WRITTEN INSTRUCTION 1 —
In the Stanley Crouch biography below, copy everything from "Born and raised" down to "Baron Publishing Co.", and swap "poet-in-residence" for "writer-in-residence".
WRITTEN INSTRUCTION 2 —
Write the next part of the Stanley Crouch biography below, picking up after its final sentence.

━━━━━ DOCUMENT

Stanley Crouch-MacArthur “Genius” Award recipient, co-founder of Jazz at Lincoln Center, National Book Award nominee, and perennial bull in the china shop of black intelligentsia-has been writing about jazz and jazz artists for more than thirty years. His reputation for controversy is exceeded only by a universal respect for his intellect and passion. As Gary Giddons notes: “Stanley may be the only jazz writer out there with the kind of rhinoceros hide necessary to provoke and outrage and then withstand the fulminations that come back.” In Considering Genius, Crouch collects some of his best loved, most influential, and most controversial pieces (published in Jazz Times, The New Yorker, the Village Voice, and elsewhere), together with two new essays. The pieces range from the introspective “Jazz Criticism and Its Effect on the Art Form” to a rollicking debate with Amiri Baraka, to vivid, intimate portraits of the legendary performers Crouch has known.
Stanley Lawrence Crouch was an American poet, music journalist & jazz critic, biographer, novelist, educator and cultural commentator. He was also both a civil rights activist and a musician as a young man.
Born and raised in Los Angeles, California, Stanley Crouch attended Thomas Jefferson High School, graduating in 1963. He continued his education at area junior colleges and became active in the civil rights movement, working with the Student Non-violent Coordinating Committee (SNCC). He gained a reputation as a talented young poet, and in 1968 became poet-in-residence at Pitzer College (Claremont, California); he then taught theatre and literature at Pomona College (Claremont, California). In 1969, a recording of him reading several of his poems was released as an LP by Flying Dutchman Records. This was followed by his first book, a collection of his poems published in 1972 by the Richard W. Baron Publishing Co.
During the early 1970s, Mr. Crouch also pursued a parallel career as a musician, playing the drums in a progressive jazz group called Black Music Infinity, which he had formed with saxophonist & clarinetist David Murray, and which also featured saxophonist Arthur Blythe. In 1975, Mr. Crouch & Mr. Murray moved from California to New York City, where they lived above an East Village jazz club called the Tin Palace. Mr. Crouch functioned as the club's booking agent for a while, and he both chronicled and participated in the thriving avant-garde jazz scene in New York at that time, along with musicians such as Henry Threadgill, James Blood Ulmer and Olu Dara, among many others. There were also a number of other poets, as well as photographers, painters and other visual artists actively involved in that milieu. By the end of the 1970s, however, Mr. Crouch had for the most part given up the drums, and his role as a musician, to concentrate on writing.

━━━━━━━━━━
━━━━━ INFORMATION SHOWN

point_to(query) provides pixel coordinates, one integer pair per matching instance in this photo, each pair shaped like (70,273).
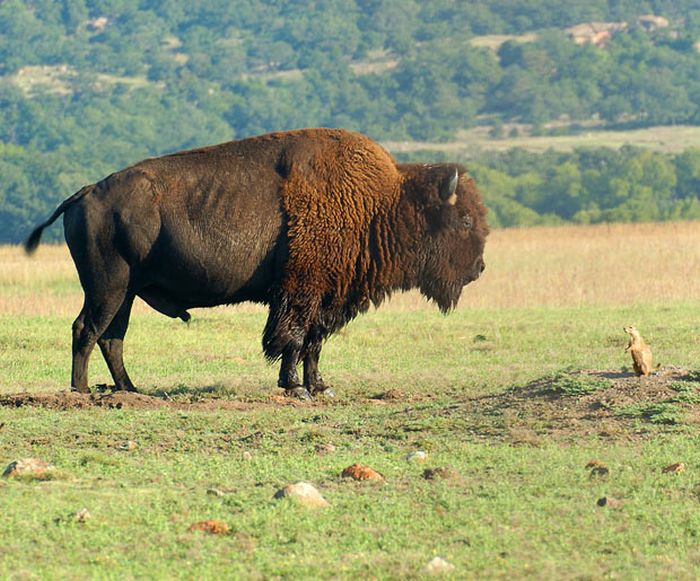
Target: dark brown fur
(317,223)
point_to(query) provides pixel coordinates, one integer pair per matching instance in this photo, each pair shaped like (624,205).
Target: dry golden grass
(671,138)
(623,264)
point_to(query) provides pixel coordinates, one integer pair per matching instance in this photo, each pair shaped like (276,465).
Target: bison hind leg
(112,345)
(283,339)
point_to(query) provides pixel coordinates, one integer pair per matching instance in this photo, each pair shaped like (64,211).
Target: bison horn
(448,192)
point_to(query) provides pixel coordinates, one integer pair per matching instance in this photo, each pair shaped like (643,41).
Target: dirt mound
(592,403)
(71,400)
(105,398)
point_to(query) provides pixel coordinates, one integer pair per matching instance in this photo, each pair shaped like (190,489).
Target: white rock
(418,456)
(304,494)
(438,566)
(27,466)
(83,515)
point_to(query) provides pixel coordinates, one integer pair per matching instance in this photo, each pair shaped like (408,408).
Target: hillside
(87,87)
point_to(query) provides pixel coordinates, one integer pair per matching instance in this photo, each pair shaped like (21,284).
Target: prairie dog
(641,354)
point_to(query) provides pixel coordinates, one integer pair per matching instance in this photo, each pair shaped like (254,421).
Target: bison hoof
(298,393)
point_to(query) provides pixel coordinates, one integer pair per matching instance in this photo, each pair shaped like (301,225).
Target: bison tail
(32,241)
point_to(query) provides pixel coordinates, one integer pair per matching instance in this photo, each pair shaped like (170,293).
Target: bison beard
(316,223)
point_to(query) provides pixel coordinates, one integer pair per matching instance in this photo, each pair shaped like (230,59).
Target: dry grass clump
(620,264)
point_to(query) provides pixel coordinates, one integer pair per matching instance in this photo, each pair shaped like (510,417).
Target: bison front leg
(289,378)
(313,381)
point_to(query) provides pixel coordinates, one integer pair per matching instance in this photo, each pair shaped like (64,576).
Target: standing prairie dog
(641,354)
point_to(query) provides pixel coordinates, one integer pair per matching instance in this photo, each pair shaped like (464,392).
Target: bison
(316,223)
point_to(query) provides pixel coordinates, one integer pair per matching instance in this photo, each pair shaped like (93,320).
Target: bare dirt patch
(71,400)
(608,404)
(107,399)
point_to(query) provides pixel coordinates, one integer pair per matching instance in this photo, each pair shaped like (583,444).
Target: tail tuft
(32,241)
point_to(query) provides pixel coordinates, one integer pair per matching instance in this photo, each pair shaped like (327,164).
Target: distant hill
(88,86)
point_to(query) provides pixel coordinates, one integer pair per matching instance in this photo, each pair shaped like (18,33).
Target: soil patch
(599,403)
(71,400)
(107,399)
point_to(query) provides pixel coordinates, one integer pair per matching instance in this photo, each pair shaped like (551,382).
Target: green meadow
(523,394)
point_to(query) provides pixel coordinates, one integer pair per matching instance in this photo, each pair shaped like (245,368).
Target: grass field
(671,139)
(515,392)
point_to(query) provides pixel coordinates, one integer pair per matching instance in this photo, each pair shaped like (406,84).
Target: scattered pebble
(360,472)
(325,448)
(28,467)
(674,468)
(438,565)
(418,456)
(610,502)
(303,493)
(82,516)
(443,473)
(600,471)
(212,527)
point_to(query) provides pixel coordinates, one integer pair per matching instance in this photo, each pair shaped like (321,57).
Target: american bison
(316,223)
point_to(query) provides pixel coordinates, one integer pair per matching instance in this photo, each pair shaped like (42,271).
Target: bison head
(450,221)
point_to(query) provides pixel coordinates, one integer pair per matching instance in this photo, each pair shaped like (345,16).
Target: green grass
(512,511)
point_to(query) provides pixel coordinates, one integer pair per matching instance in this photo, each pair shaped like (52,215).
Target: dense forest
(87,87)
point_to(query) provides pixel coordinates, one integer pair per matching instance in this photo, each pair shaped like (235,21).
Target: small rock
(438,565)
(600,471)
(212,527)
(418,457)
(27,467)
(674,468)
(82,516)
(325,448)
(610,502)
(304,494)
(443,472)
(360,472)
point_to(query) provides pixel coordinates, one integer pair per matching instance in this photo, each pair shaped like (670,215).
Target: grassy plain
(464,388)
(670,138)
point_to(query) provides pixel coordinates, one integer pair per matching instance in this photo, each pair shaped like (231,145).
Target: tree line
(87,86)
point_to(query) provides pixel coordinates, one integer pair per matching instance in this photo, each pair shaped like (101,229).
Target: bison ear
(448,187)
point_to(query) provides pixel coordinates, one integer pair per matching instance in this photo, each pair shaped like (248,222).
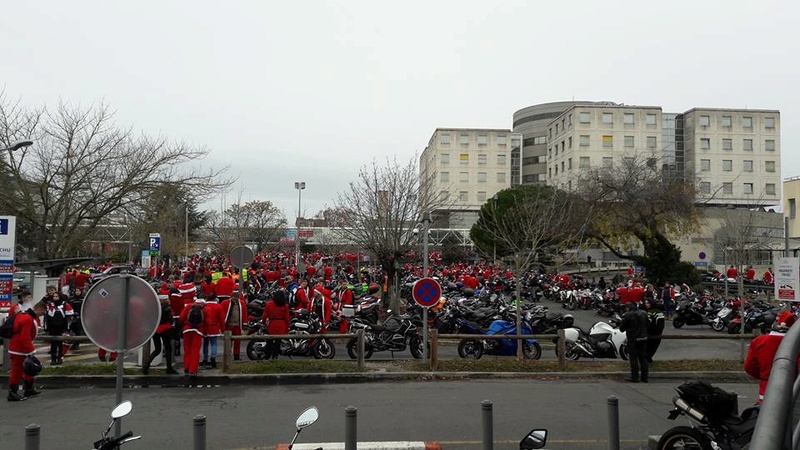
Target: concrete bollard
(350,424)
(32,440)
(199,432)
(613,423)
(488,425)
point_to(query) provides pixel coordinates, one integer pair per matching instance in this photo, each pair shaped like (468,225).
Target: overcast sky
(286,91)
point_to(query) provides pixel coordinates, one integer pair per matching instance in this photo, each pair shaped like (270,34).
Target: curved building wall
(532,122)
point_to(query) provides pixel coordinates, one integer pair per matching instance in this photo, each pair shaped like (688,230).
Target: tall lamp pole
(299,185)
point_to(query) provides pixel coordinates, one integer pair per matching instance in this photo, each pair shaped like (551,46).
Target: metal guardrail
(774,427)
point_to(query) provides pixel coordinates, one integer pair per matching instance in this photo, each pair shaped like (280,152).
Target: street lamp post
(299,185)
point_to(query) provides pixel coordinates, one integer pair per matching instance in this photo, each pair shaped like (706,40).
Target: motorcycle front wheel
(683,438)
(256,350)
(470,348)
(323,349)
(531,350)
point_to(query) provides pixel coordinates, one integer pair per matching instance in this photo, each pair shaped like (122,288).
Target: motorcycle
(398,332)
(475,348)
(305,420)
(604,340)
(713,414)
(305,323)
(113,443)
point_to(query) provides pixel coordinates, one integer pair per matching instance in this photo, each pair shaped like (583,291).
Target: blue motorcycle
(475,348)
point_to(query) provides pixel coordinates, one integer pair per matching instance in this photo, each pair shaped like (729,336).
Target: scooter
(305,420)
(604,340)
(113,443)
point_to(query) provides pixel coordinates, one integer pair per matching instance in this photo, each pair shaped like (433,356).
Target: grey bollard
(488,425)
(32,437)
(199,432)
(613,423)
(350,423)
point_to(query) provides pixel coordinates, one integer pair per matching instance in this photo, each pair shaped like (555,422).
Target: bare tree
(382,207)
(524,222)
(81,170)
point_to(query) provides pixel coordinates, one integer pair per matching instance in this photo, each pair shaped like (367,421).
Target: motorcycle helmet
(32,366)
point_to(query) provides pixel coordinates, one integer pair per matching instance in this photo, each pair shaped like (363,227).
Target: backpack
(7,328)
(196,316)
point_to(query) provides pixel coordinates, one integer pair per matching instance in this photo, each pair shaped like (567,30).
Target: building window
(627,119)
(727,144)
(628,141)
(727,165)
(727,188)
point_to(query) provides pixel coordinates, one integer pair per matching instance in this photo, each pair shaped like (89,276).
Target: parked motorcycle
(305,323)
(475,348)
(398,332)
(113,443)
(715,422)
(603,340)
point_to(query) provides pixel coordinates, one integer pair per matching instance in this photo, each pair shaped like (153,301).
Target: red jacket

━━━━━━━━━━

WRITTEN REPLY 1 —
Born and raised in Los Angeles, California, Stanley Crouch attended Thomas Jefferson High School, graduating in 1963. He continued his education at area junior colleges and became active in the civil rights movement, working with the Student Non-violent Coordinating Committee (SNCC). He gained a reputation as a talented young poet, and in 1968 became writer-in-residence at Pitzer College (Claremont, California); he then taught theatre and literature at Pomona College (Claremont, California). In 1969, a recording of him reading several of his poems was released as an LP by Flying Dutchman Records. This was followed by his first book, a collection of his poems published in 1972 by the Richard W. Baron Publishing Co.

WRITTEN REPLY 2 —
In 1980 Mr. Crouch joined the staff of the Village Voice, where for the next several years he further honed his craft as a writer. He was honored with a Guggenheim Fellowship in 1982. In 1987 he became an artistic consultant for the Jazz at Lincoln Center program, along with Wynton Marsalis, for whom he had become a friend and intellectual mentor. After leaving the Village Voice in 1988, Crouch published 'Notes of a Hanging Judge: Essays and Reviews, 1979-1989', which was selected by The Encyclopædia Britannica Yearbook as the best book of essays published in 1990. He received a Whiting Award in 1991, which was followed in 1993 by a MacArthur Foundation "genius" grant and the Jean Stein Award from the American Academy of Arts and Letters.
Mr. Crouch continued to write for newspapers and magazines in addition to writing books. He wrote a column for the New York Daily News, and eventually became a syndicated columnist. He also appeared in several documentary films and was a frequent guest on television programs. His first novel, 'Don't the Moon Look Lonesome' was published in 2000, and 'Kansas City Lightning: The Rise and Times of Charlie Parker', his biography of the revered jazz musician, in 2013.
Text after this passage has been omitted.